Location labeling records
:::

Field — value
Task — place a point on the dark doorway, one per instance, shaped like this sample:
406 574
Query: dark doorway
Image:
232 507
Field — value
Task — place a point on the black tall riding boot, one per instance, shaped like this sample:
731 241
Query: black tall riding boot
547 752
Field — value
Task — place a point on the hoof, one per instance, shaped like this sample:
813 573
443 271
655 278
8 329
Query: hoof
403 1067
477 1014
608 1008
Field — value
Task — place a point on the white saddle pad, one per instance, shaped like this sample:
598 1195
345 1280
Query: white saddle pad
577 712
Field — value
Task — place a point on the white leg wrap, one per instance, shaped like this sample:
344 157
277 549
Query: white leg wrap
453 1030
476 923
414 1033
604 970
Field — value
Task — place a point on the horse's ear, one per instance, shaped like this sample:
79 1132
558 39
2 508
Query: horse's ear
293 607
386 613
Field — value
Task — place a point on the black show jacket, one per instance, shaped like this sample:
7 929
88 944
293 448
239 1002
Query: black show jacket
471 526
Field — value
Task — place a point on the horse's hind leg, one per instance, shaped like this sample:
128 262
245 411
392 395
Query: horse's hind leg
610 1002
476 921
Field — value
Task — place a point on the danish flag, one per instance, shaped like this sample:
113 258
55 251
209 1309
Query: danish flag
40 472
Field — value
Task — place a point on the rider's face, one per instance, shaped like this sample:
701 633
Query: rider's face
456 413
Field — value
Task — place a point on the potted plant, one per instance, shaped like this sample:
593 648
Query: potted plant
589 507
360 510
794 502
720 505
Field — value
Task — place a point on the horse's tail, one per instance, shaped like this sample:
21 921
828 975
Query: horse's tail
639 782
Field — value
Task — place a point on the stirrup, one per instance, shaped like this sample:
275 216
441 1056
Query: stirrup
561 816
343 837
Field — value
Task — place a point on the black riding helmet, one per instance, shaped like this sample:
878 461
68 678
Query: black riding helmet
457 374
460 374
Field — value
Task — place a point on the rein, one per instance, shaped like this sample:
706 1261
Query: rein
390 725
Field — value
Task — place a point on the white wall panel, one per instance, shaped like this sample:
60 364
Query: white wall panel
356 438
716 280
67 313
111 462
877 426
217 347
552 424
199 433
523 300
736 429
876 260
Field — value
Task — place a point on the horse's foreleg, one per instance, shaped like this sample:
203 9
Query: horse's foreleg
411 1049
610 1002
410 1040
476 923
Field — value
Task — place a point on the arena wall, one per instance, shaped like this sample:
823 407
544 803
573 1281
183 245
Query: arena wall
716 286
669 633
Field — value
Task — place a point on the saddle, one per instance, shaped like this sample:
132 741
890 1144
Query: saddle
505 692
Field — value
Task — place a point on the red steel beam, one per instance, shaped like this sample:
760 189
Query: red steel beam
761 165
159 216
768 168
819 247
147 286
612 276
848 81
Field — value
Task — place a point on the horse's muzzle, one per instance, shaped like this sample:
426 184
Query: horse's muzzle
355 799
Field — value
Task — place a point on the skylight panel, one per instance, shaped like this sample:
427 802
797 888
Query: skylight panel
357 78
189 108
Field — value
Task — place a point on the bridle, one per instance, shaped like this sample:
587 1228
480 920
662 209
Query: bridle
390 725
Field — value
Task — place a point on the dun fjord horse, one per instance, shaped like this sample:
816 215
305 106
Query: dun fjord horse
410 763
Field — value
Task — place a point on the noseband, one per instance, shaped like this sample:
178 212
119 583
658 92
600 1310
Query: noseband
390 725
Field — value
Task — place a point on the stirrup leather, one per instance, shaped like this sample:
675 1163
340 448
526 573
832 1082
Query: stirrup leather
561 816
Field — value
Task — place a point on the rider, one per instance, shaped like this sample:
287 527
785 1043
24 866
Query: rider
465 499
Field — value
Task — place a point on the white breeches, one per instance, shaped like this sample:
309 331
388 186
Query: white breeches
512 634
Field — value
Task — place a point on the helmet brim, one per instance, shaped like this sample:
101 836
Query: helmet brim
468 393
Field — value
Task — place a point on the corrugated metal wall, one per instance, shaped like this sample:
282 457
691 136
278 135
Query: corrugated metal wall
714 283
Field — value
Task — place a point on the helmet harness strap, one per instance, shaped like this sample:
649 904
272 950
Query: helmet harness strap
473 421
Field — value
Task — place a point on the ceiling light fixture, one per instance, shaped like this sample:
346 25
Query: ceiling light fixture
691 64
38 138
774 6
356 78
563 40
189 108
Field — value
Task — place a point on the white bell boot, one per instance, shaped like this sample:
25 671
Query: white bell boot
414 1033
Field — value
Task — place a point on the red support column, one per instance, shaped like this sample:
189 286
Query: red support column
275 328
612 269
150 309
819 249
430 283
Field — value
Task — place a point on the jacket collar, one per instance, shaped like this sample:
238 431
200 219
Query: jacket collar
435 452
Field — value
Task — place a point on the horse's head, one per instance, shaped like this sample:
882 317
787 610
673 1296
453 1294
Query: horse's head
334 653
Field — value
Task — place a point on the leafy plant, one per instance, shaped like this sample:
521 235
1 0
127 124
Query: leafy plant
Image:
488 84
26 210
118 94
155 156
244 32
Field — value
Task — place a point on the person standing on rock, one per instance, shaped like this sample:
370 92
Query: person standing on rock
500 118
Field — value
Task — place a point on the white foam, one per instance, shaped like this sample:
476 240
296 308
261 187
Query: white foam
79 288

:::

Give a word-for-word copy of the records.

Field — value
Task — place a point on the dark doorway, one per instance, shaped like this sample:
406 574
Query: dark doorway
Image:
232 507
Field — value
Task — place a point on the black tall riding boot, one per instance, shaped like this sample:
731 241
Query: black tall riding boot
547 752
Field — value
Task — place a point on the hoof, one per instance, shaped like this sample:
813 573
443 271
655 278
8 329
Query: hoof
403 1067
477 1014
608 1008
Field — value
Task — place a point on the white saddle pad, one per instance, shaped like this sample:
598 1195
345 1280
Query: white saddle pad
577 712
Field — value
Task — place a point on the white leg wrap, one per instance, shaped like this sample:
344 157
277 549
Query: white leg wrap
453 1030
476 923
414 1033
604 970
Field — value
Task — place a point on the horse's ear, one per instance, shaped like this sample:
79 1132
558 39
2 508
Query: horse's ear
293 607
386 613
Field — value
Task — place a point on the black show jacket, one per instance, shaped like this sample:
7 929
88 944
293 448
239 1002
Query: black show jacket
471 526
Field — value
Task — place a point on the horse's hind leg, one per instance, shaped like this sample:
128 262
245 411
392 395
Query: horse's hind leg
610 1002
476 921
Field — value
Task — place a point on the danish flag, one per instance, shaped like this sample:
113 258
55 251
209 1309
Query: danish flag
40 472
Field — value
Task — place a point on the rider's face, one per instance, shaped like this sample:
701 633
Query: rider's face
456 413
Field — value
Task — place a point on the potted plant, one per instance, shaped like this sample:
593 648
Query: potted plant
589 507
360 510
794 502
720 505
Field — value
Task — place a point on the horse's tail, one per instance, shaped like this sample:
21 921
828 975
Query: horse's tail
639 782
Field — value
Task — place a point on the stirrup, one per instance, shaped like this sample:
275 216
441 1056
Query: stirrup
561 816
343 837
Field — value
Task — place a point on the black riding helmet, one per instance, shaped like this sample:
878 461
68 678
Query: black riding helmet
457 374
460 374
Field — value
Task — place a point on the rein, one per instance, shaped like this sample:
706 1261
Query: rein
390 725
Field — value
Task — place a point on the white wall panel, one per instance, shaped like this sample:
60 364
Query: white wall panel
356 438
716 280
67 313
111 462
877 426
217 347
552 424
199 433
523 300
736 429
876 260
Field — value
Task — place a point on the horse's foreleg, one per instance, shaped like this sample:
203 9
Query: horse's foreleg
411 1049
610 1002
410 1040
476 923
Field — value
Task — place a point on the arena wall, one per instance, shaped like this sample:
823 407
544 803
573 1281
183 245
Query: arena wall
716 286
669 633
Field — value
Task — place a point on the saddle, one per instance, shaped like this sample:
132 741
890 1144
Query: saddle
505 692
Field — value
Task — place a point on the red steel beam, one per instance, shaped like this sample:
760 189
Query: red steel beam
761 165
159 216
768 168
819 247
147 286
612 276
848 81
Field — value
Task — place a point on the horse's muzzle, one per instance, shaped like this sample:
426 184
Query: horse's muzzle
355 799
Field — value
Task — place a point on the skylight panel, one per instance, shaped like this sample:
427 802
797 888
Query: skylight panel
357 78
189 108
Field — value
Task — place a point on the bridle, one per instance, shaped like this sample:
587 1228
480 920
662 209
Query: bridle
390 725
Field — value
Task — place a point on the dun fjord horse, one per instance, shaped like this sample:
816 215
305 106
Query: dun fjord horse
410 763
Field — value
Task — place a point on the noseband, one per instance, shaped like this sample:
178 212
119 583
658 92
600 1310
Query: noseband
390 725
Field — value
Task — place a point on the stirrup leather, one per instance, shaped like this sample:
675 1163
340 448
526 573
832 1082
Query: stirrup leather
561 816
Field — value
Task — place a point on the rider, one per instance, shaped like this sample:
287 527
785 1043
24 866
Query: rider
465 499
Field — value
Task — place a point on the white breeches, one per instance, shaped like this sample:
309 331
388 186
Query: white breeches
512 634
Field — value
Task — place a point on the helmet brim, one per instance, shaped like this sample:
101 836
Query: helmet brim
468 393
Field — value
Task — place a point on the corrugated metal wall, one per instance, shaped like this sample:
282 457
691 136
278 135
Query: corrugated metal wall
714 283
Field — value
Task — place a point on the helmet harness strap, one per instance, shaped like this sample:
649 904
272 950
Query: helmet harness strap
473 421
Field — value
Task — place a point on the ceiling light fixture, one per instance, shaped like this sample:
346 25
Query: ceiling light fixture
691 64
38 138
774 6
356 78
563 40
189 108
Field — value
Task — place a point on the white bell boot, one per instance, shaped like this sample:
25 671
Query: white bell boot
414 1033
Field — value
Task — place a point on the red support column, one per instance, shaped like this sample:
189 286
Query: red support column
275 328
612 269
150 309
819 249
430 283
Field — value
Task — place a point on the jacket collar, one per instance, shaped like this sample:
238 431
200 219
Query: jacket collar
435 452
Field — value
Task — place a point on the horse's head, one per instance, shaped like this sample:
882 317
787 610
673 1296
453 1294
Query: horse's head
334 653
Field — value
Task — place a point on the leafy plant, one per instance, shaped like this sample:
521 235
1 0
127 124
Query: leafy plant
Image:
488 84
26 210
118 94
155 156
244 32
Field — value
Task — place a point on the person standing on rock, one per instance, shaped like this sample:
370 92
Query: person standing on rock
500 118
Field — value
Task — place a point on the white foam, one per instance, shaped like this sample:
476 240
296 308
261 187
Query: white foam
79 288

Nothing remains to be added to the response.